All entries are to be copied verbatim, while the pictures stay out.

→ **Point localization data**:

+++

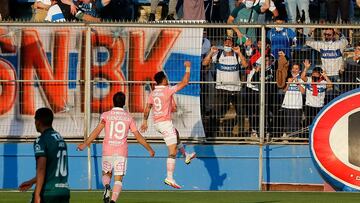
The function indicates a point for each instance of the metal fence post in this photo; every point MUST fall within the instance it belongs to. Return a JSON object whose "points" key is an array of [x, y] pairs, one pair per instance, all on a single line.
{"points": [[262, 104], [87, 99]]}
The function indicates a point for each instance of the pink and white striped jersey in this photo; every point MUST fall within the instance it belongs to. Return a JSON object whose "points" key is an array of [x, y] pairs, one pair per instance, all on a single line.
{"points": [[117, 124], [162, 100]]}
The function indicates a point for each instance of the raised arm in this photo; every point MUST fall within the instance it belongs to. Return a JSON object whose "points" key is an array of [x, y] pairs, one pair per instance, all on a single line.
{"points": [[265, 6], [244, 62], [185, 81], [327, 79], [231, 20], [307, 65], [208, 58], [93, 135]]}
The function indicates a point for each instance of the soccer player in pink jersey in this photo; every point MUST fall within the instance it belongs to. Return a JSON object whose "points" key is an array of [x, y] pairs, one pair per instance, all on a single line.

+++

→ **RESPONSE TO THE TASK**:
The function indicates a point for each instance of the metal fence post in this photo; every point MUST fall within the instance it belongs to. Return a JSON object whose "points" key is an array of [x, y] pairs, one pair per instance, all on a single line.
{"points": [[262, 104], [87, 99]]}
The function indicates a point for each instance of the pink and white striped jersey in this photo; every point MUST fall within the instance it belongs to. Return a JSON object whose "points" key is an array of [x, y] pairs, one pair per instance, all on a single line.
{"points": [[117, 124], [162, 100]]}
The function indicates a point for each instance of the raised arm in this photo; every point MUST fall within the instance it belongs to. Return a JSON object whose "points" key is an array of [x, y] pairs, one pair per instance, all on a single line.
{"points": [[265, 6], [244, 62], [185, 81], [327, 79], [231, 20], [307, 65], [208, 58], [93, 135]]}
The function indicates a point for each instance of the soccer player in pink jersey in this photo; every point MUST fall within the instance it belongs to. Return a JSON object whose "points" key is an array of [x, y] pairs, one pair per instance, all on a single line.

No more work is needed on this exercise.